> Extract
17. If you have kids, keep them in your focus
The best person you can be will also be in alignment with keeping your kids (if you have them) front and center. If you are committed to going through the divorce in the healthiest way for them, it will mean doing what is also healthiest for you—because they need a mama who is healthy and strong and thriving. (Are you now? No, we know.)
For you to discover what the healthiest way is, it will require your getting educated and putting your ducks in a row (—and not just cracking and announcing you want a divorce!). This is why you are here reading this list, and are ready for more. You’ve organized documents and started taking black and white steps, and now, you’ve checked in with who you want to be.
Remind yourself, that person may be scared, but that person is strong.
Now you’ll learn about the law, your financial choices, how to talk to your spouse, and how to decide on parenting issues. You want to do all this if possible before you talk with your children. (Do not involve the children in your decisions making or encourage them to take sides. That is not fair. Your kids are not adults (even if they act it) and should not be burdened with your adult decisions.)
What’s most important to know about your kids today, and moving forward, is that the way you and your spouse break up (the degree of or lack of acrimony), and the long-term relationship you and your coparent have is what will determine the long term effect of the divorce on your kids. You’ll want to do your best to negotiate everything fairly with him* so you lessen the risk of emotional problems for them down the road. To know what’s fair it’s going to require your doing the work on this page.
And if you are divorcing a narcissist, this blog post in particular may help you stand straight as you face oncoming days: 41 Things to Remember If You are Coparenting with a Narcissist.
18. Identify who is going to help you through your divorce. Whom can you trust?
Certainly, you’ll consult with a divorce lawyer to learn your rights (see #19), but beyond the legal or financial decisions, you’ll want someone who can give you perspective, help you problem-solve, hold space for you to be emotional or however you need to be – in confidentiality. Do you have a good friend who has both survived and healed from their divorce? Be careful of friends and family who mean well, but who can’t help sometimes leading with judgment.

> Your objective
Copy out the stretch of the divorce guide from "And if you are" through "with a Narcissist.". The rows that come next aren't needed for anything here.

> Available data

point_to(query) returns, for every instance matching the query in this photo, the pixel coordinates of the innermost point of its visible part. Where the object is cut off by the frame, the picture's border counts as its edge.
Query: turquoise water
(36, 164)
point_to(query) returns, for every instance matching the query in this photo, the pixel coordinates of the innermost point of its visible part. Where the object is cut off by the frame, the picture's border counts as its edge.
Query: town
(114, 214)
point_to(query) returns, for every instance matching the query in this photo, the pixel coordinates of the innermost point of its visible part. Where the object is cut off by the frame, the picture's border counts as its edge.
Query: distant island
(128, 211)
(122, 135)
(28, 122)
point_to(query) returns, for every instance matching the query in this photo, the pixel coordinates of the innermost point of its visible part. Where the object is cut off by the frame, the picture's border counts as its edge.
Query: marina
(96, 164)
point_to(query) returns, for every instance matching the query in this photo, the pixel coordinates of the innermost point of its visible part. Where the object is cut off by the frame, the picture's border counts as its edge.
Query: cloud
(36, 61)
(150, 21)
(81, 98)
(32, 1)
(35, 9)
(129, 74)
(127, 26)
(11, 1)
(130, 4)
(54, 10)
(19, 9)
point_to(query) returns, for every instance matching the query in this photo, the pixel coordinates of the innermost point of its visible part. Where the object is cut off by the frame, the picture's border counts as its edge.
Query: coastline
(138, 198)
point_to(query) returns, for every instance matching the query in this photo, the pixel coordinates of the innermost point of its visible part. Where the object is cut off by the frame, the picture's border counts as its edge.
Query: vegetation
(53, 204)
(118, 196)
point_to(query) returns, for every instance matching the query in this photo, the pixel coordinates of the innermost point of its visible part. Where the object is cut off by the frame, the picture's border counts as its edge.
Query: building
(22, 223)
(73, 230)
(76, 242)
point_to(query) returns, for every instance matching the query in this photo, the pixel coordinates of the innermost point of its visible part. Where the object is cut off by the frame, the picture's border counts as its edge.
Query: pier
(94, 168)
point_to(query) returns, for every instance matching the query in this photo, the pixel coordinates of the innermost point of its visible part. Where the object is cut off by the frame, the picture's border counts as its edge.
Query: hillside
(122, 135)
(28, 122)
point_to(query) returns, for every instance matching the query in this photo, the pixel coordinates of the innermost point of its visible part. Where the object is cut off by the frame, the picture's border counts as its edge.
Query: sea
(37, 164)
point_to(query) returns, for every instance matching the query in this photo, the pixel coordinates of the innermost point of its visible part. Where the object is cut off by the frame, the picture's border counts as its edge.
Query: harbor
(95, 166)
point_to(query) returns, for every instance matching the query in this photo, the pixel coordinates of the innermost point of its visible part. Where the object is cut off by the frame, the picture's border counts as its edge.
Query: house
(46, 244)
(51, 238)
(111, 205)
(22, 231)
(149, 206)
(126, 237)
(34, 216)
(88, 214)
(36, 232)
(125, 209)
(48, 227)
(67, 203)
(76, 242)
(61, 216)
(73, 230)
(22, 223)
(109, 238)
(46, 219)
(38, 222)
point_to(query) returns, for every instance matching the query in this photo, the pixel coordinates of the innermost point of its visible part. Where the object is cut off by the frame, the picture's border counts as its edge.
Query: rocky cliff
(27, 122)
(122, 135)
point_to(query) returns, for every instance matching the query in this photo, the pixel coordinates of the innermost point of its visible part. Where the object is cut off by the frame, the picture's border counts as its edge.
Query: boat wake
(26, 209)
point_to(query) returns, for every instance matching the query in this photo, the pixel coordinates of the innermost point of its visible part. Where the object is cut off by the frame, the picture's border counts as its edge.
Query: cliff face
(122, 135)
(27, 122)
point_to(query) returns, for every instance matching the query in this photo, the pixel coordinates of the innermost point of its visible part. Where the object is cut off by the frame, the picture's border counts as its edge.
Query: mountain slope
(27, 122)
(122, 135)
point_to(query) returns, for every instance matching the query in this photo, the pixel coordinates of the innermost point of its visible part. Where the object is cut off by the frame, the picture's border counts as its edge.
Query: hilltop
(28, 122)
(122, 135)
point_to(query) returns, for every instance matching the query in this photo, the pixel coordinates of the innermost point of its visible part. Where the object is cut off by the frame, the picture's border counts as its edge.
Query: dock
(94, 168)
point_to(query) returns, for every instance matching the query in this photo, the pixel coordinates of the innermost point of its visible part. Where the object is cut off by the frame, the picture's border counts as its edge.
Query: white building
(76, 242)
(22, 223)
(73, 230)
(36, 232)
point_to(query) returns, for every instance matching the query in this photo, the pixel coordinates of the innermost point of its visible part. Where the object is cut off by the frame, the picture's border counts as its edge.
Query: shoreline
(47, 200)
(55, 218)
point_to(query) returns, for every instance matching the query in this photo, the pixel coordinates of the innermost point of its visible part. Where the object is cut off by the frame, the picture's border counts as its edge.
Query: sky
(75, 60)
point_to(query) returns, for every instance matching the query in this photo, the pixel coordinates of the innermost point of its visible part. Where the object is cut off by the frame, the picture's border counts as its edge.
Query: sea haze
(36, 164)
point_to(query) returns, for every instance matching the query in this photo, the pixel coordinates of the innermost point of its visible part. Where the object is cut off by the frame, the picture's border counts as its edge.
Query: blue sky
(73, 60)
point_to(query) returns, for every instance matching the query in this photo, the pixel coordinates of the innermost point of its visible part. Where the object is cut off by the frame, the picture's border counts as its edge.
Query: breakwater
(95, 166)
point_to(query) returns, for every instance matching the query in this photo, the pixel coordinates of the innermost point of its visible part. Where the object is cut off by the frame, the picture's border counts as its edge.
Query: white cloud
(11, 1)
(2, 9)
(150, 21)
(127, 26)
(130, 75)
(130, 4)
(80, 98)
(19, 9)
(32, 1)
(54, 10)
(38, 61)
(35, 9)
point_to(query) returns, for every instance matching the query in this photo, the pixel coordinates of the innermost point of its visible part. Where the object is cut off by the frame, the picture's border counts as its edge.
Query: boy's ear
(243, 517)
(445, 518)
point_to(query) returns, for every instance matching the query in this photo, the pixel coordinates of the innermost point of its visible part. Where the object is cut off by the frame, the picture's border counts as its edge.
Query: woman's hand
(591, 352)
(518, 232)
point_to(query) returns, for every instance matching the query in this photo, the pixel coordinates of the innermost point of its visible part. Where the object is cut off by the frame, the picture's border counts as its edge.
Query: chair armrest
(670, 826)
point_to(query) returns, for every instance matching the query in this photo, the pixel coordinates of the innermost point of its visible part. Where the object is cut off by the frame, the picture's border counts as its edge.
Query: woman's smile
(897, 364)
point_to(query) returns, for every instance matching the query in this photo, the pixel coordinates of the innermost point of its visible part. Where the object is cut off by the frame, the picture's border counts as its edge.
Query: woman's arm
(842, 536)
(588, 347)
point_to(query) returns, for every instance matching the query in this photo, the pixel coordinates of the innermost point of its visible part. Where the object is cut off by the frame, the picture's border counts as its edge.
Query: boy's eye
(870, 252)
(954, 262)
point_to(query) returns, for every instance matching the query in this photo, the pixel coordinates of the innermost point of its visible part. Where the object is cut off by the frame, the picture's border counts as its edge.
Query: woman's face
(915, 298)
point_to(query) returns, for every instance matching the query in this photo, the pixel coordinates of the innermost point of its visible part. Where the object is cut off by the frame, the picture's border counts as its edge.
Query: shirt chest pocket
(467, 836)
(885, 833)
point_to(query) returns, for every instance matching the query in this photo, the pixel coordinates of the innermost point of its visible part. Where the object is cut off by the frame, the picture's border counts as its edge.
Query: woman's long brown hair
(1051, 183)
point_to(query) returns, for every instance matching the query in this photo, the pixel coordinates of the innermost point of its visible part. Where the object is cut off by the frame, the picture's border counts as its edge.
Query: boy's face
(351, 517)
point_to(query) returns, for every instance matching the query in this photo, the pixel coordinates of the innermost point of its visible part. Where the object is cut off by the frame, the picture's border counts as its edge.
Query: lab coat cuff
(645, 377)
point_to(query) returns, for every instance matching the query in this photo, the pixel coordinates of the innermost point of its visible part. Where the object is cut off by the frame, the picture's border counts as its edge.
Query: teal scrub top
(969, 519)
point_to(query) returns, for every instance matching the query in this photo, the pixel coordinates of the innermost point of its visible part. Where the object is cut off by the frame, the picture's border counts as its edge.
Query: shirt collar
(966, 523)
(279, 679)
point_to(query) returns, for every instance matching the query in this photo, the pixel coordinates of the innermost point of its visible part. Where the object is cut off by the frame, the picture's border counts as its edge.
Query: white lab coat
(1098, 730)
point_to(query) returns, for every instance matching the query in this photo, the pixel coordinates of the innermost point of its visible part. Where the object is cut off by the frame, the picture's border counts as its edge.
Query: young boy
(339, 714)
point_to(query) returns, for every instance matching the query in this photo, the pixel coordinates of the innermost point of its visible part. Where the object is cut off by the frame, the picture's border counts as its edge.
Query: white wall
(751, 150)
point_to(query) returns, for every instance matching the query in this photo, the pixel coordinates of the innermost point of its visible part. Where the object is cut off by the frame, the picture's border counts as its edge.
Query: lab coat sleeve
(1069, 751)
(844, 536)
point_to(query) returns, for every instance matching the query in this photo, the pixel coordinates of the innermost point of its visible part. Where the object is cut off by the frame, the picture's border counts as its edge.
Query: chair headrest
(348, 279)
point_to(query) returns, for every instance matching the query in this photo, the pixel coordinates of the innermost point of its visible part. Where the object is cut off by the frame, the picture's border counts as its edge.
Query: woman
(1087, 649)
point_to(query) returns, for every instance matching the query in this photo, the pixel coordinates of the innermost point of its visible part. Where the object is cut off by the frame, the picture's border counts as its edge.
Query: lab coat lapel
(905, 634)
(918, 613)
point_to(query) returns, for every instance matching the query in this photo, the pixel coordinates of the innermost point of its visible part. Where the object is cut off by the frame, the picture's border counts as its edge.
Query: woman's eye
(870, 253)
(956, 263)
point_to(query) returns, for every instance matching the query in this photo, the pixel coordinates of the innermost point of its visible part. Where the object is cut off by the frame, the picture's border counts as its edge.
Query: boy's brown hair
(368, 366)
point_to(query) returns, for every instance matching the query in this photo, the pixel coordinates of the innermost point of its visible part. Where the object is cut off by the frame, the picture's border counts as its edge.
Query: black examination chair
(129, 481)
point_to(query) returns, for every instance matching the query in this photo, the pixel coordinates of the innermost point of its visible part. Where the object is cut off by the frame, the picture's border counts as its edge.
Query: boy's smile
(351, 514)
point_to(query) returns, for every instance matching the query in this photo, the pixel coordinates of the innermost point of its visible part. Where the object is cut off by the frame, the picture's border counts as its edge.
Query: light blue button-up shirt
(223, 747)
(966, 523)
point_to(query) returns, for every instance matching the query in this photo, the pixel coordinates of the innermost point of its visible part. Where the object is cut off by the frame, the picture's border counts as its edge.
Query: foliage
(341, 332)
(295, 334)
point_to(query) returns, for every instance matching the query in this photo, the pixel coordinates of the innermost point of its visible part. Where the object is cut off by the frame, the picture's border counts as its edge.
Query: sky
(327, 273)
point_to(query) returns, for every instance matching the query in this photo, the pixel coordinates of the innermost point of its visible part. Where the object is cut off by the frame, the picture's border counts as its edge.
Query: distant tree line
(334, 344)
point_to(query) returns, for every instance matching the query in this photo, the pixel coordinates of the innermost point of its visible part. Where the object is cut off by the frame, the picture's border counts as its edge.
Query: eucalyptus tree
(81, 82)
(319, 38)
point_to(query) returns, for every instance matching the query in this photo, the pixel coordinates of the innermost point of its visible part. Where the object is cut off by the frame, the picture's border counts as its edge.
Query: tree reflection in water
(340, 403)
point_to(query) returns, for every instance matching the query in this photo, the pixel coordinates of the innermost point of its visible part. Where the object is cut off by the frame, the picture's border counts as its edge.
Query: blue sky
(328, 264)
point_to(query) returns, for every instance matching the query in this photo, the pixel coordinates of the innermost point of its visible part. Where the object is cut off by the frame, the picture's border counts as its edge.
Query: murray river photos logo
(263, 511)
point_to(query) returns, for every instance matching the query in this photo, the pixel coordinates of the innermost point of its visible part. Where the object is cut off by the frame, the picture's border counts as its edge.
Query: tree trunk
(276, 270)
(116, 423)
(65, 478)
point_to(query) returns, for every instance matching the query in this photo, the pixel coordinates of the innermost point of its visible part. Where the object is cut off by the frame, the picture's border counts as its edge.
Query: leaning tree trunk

> Your response
And if you are divorcing a narcissist, this blog post in particular may help you stand straight as you face oncoming days: 41 Things to Remember If You are Coparenting with a Narcissist.